Jakarta -
Membeli properti harus cermat, mulai soal struktur bangunan hingga terkait perjanjian keperdataannya. Alih-alih mendapatkan hunian impian, bisa-bisa malah berujung sengketa.
Hal tersebut diceritakan pembaca detik's Advocate dalam surat elektronik yang diterima detikcom. Berikut surat lengkapnya:
Kepada Yth.
Redaksi detikcom
SCROLL TO CONTINUE WITH CONTENT
Bersama ini kami mohon masukan dalam kasus jual-beli rumah dan belum dilakukan AJB sebagai berikut :
Saya membeli rumah secara KPR di bank pada suatu developer di daerah Tangerang Selatan pada 2018. Dokumen yang ada pada saat itu hanya PPJB dan perjanjian kredit dengan bank. Pada tahun yang sama, rumah tersebut telah diserahterimakan ke saya.
Pada 2019, induk usaha developer tersebut melakukan IPO. Saya membaca prospektusnya dan ternyata developer memiliki pinjaman di bank dan mengagunkan sertifikat perumahan kami sejak 2016 dan hal tersebut tidak termuat dalam PPJB, bahkan pihak marketing bank pun tidak mengetahui hal tersebut.

Catatan yang Disediakan:

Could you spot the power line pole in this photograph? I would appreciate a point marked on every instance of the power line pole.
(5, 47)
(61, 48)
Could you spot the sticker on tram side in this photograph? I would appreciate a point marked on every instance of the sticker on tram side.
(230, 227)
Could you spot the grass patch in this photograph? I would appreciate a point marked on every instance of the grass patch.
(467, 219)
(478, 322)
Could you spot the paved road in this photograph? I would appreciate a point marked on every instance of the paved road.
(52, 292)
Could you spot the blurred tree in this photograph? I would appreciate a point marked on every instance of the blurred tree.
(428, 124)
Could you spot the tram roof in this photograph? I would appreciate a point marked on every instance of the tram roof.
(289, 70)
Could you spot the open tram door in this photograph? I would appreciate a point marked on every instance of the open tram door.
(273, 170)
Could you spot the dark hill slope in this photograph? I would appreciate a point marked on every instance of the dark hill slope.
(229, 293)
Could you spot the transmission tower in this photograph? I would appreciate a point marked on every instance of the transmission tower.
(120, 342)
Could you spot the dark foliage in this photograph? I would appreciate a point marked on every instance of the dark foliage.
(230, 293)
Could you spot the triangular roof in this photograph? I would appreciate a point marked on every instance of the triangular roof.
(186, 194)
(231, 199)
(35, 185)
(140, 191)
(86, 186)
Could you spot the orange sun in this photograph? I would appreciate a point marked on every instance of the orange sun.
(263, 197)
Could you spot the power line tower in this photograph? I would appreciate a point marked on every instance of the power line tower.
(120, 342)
...
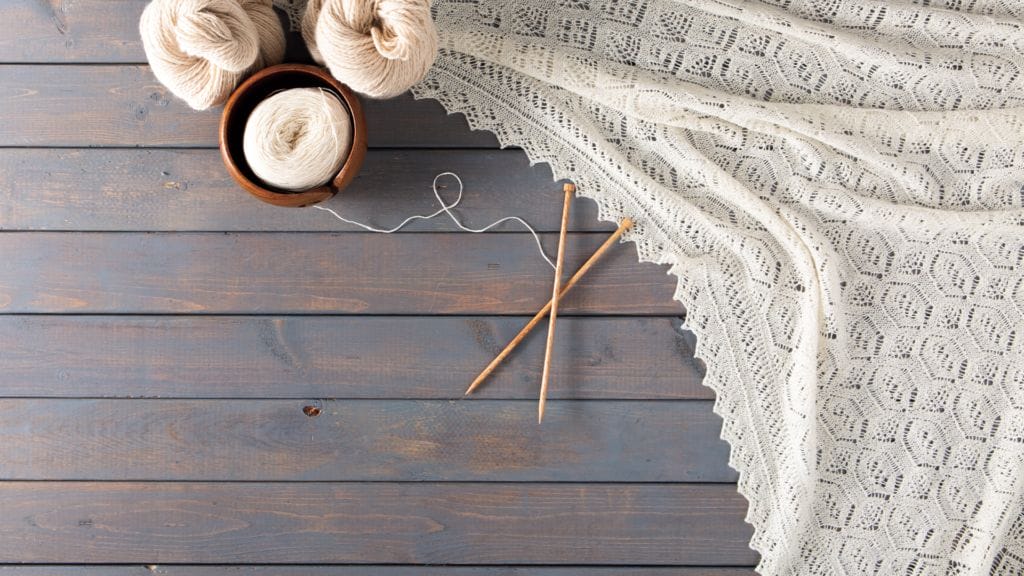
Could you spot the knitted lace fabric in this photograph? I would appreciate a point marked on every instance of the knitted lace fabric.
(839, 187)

Langkah Pengerjaan:
1/ Tuliskan kembali, tanpa perubahan sedikit pun, bagian kutipan tentang sengketa pembelian rumah dari "Hal tersebut diceritakan" sampai "diserahterimakan ke saya.".
2/ Hitung jumlah baris catatan di atas yang memuat kata "dark". Huruf besar dan kecil dibedakan, dan jawabannya hanya berupa angka.

Penyelesaian Tiap Tugas:
1/
Hal tersebut diceritakan pembaca detik's Advocate dalam surat elektronik yang diterima detikcom. Berikut surat lengkapnya:
Kepada Yth.
Redaksi detikcom
SCROLL TO CONTINUE WITH CONTENT
Bersama ini kami mohon masukan dalam kasus jual-beli rumah dan belum dilakukan AJB sebagai berikut :
Saya membeli rumah secara KPR di bank pada suatu developer di daerah Tangerang Selatan pada 2018. Dokumen yang ada pada saat itu hanya PPJB dan perjanjian kredit dengan bank. Pada tahun yang sama, rumah tersebut telah diserahterimakan ke saya.

2/ 2